→ WHAT IS ASKED:
1. In the text on nets and data reduction, who showed that a small-size net of a set in a low-dimensional Euclidean space can be constructed in near-linear time?
2. Rewrite the text on nets and data reduction from "2 Data Reduction" to "these two approaches.", changing "section" to "part".
3. Continue the text on nets and data reduction from where it stops.

→ PAGE:
----------------------------------------
Our algorithm constructs nets for the facilities to identify a small solution search space. Such nets can be formally defined as follows.
Definition 2
(\(\lambda \)-net [13]) Given a set \({\mathcal {X}}\subset {\mathbb {R}}^d\) and a real number \(\lambda >0\), a subset \({\mathcal {X}}'\subseteq {\mathcal {X}}\) is called a \(\lambda \)-net of \({\mathcal {X}}\) if \(\delta (x,{\mathcal {X}}'\backslash \{x\})>\lambda \) for each \(x\in {\mathcal {X}}'\) and \(\delta (x,{\mathcal {X}}')<\lambda \) for each \(x\in {\mathcal {X}}\).
Har-Peled and Mendel [14] showed that a small-size net of a given set located in a low-dimensional Euclidean space can be constructed in near-linear time.
Lemma 2
([14]) Given a set \({\mathcal {X}}\subset {\mathbb {R}}^d\) and a real number \(\lambda >0\), one can construct a \(\lambda \)-net of \({\mathcal {X}}\) of size no more than \(\min \{(\lambda ^{-1}\max _{x,y\in {\mathcal {X}}}\delta (x,y))^d, |{\mathcal {X}}|\}\) in \(|{\mathcal {X}}|\log |{\mathcal {X}}|2^{O(d)}\) time.
2 Data Reduction
In this section we reduce the size of instance \({\mathcal {I}}\) based on the stronger version of Johnson–Lindenstrauss transform [15] given by Narayanan and Nelson [16] and the coreset-construction approach given by Chen [11]. Lemma 3 and Lemma 4 are the guarantees of these two approaches.
Lemma 3
([16]) Given a set \({\mathcal {X}}\subset {\mathbb {R}}^d\) and a real number \(\varepsilon \in (0,1)\), a mapping \(h: {\mathbb {R}}^{d}\rightarrow {\mathbb {R}}^{{\tilde{d}}}\) satisfying \({\tilde{d}}=O(\varepsilon ^{-2}\log |{\mathcal {X}}|)\) and \(\delta (h(x),h(y))\in [1,1+\varepsilon ]\delta (x,y)\) for each \(x\in {\mathcal {X}}\) and \(y\in {\mathbb {R}}^d\) can be constructed in \(O(|{\mathcal {X}}|d\log |{\mathcal {X}}|)\) time.
----------------------------------------
→ MATERIAL PROVIDED:
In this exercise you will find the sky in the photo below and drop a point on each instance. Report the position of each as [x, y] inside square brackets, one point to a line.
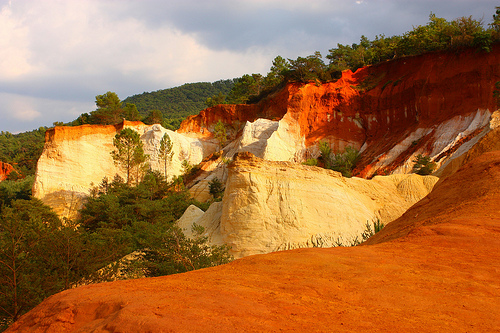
----------------------------------------
→ RESPONSE LIST:
1. Har-Peled and Mendel

2.
2 Data Reduction
In this part we reduce the size of instance \({\mathcal {I}}\) based on the stronger version of Johnson–Lindenstrauss transform [15] given by Narayanan and Nelson [16] and the coreset-construction approach given by Chen [11]. Lemma 3 and Lemma 4 are the guarantees of these two approaches.

3.
We can assume that the mapping \(h: {\mathcal {X}}'\rightarrow {\mathbb {R}}^{{\tilde{d}}}\) constructed by Lemma 3 is injective for each finite set \({\mathcal {X}}'\subset {\mathbb {R}}^d\). This is without loss of generality since we can make copies of the points from \({\mathbb {R}}^{{\tilde{d}}}\) that have multiple inverse images under h. Such an assumption means that we need to differentiate h(x) and h(y) for each two distinct points \(x,y\in {\mathbb {R}}^d\), even for the case where h(x) and h(y) share the same value in each dimension (differentiating h(x) and h(y) is necessary since two points with the same dimension values can be associated with different service levels).
Lemma 4
([11]) Given a set \({\mathcal {X}}\subset {\mathbb {R}}^d\), a real number \(\varepsilon \in (0,1)\), and an integer \(k>0\), one can construct a weighted subset \(\tilde{{\mathcal {X}}}\subseteq {\mathcal {X}}\) with a weight function \(w:\tilde{{\mathcal {X}}}\rightarrow [1,+\infty )\) satisfying \(\sum _{c\in \tilde{{\mathcal {X}}}}w(c)=|{\mathcal {X}}|\) in \(O(|{\mathcal {X}}|\mathrm{{d}} k)\) time, such that \(|\tilde{{\mathcal {X}}}|\leqslant \mathrm{{d}}(k\varepsilon ^{-1}\log |{\mathcal {X}}|)^{O(1)}\) and \(\sum _{c\in \tilde{{\mathcal {X}}}}w(c)\delta (c,{\mathcal {D}})\in [1-\varepsilon ,1+\varepsilon ]\sum _{c\in {\mathcal {X}}}\delta (c,{\mathcal {D}})\) for each \({\mathcal {D}}\subset {\mathbb {R}}^d\) with \(|{\mathcal {D}}|\leqslant k\).
The following corollary of Lemma 4 says that the coreset-construction approach given in [11] can be adapted to the Budgeted Priority p-Median problem.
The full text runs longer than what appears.